───── EXTRACTED RECORDS

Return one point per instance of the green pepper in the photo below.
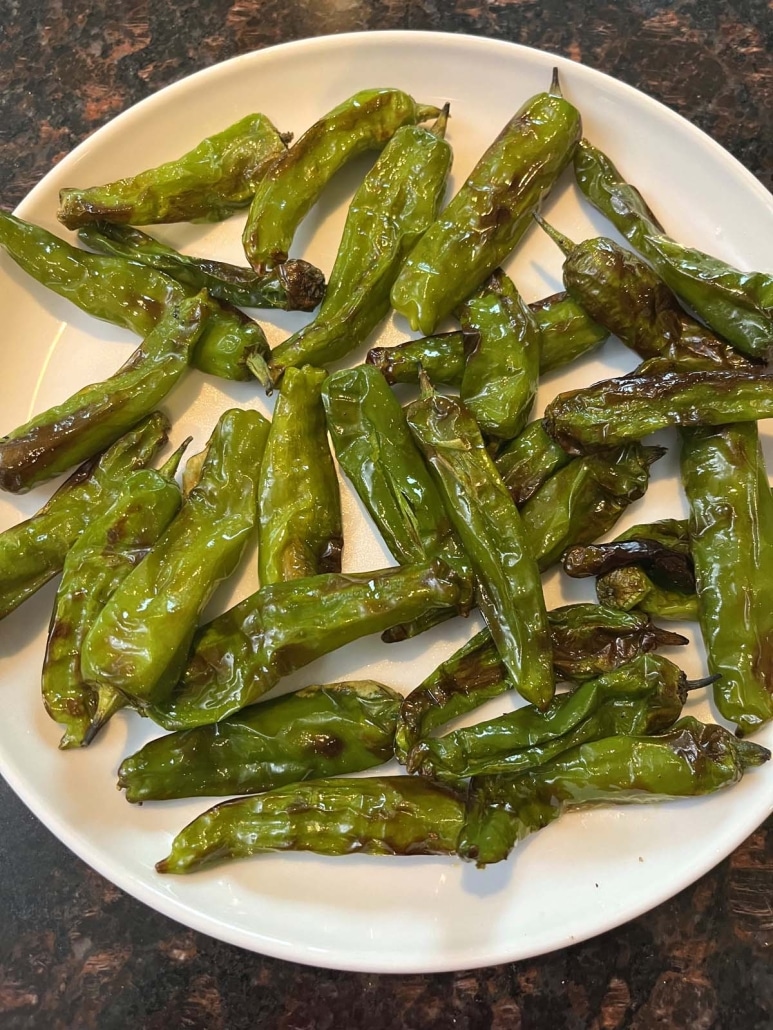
(731, 531)
(641, 697)
(97, 415)
(500, 379)
(294, 181)
(99, 560)
(300, 530)
(653, 397)
(587, 641)
(494, 537)
(209, 182)
(134, 297)
(279, 628)
(491, 212)
(296, 285)
(737, 305)
(373, 816)
(317, 731)
(139, 643)
(34, 551)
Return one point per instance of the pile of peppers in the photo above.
(473, 501)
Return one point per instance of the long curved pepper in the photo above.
(294, 181)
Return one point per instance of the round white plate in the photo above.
(585, 873)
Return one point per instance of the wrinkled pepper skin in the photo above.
(397, 202)
(245, 651)
(99, 560)
(566, 332)
(653, 397)
(96, 416)
(34, 551)
(208, 182)
(315, 732)
(373, 816)
(624, 294)
(589, 641)
(139, 643)
(731, 531)
(502, 372)
(529, 460)
(491, 212)
(293, 182)
(640, 698)
(494, 537)
(583, 500)
(131, 296)
(737, 305)
(296, 285)
(299, 526)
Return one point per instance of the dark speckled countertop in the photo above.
(75, 951)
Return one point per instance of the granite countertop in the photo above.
(74, 950)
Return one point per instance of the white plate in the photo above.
(581, 876)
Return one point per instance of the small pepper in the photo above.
(295, 179)
(34, 551)
(212, 180)
(317, 731)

──────────

→ WHAT NEEDS TO BE DONE
All of the lines above should be retyped precisely, apart from the pictures.

→ ANSWER FOR THIS EXERCISE
Return one point per instance of the green pepper in the photo below.
(731, 531)
(641, 697)
(97, 415)
(500, 379)
(294, 181)
(99, 560)
(300, 530)
(653, 397)
(587, 641)
(494, 537)
(209, 182)
(134, 297)
(279, 628)
(491, 212)
(296, 285)
(737, 305)
(373, 816)
(317, 731)
(139, 643)
(34, 551)
Return one point per instance of the pile of peppers in the photo above.
(473, 501)
Return one point per instance of the long curved pepper in the photo above.
(294, 181)
Return one point per instance of the round white plate in the photo above.
(585, 873)
Return one point per instance of the wrinkled pepper skin in the photo above.
(397, 202)
(245, 651)
(99, 560)
(566, 332)
(653, 397)
(96, 416)
(34, 551)
(208, 182)
(315, 732)
(373, 816)
(624, 294)
(589, 641)
(139, 643)
(731, 531)
(502, 372)
(529, 460)
(491, 212)
(293, 182)
(640, 698)
(494, 537)
(583, 500)
(131, 296)
(737, 305)
(296, 285)
(299, 526)
Return one point per instance of the dark speckled countertop in the photo above.
(75, 951)
Return one point per instance of the granite countertop in the photo above.
(74, 950)
Return one point per instance of the white plate in the photo above.
(581, 876)
Return one point per instance of the small pepper in the photo above.
(295, 179)
(34, 551)
(212, 180)
(317, 731)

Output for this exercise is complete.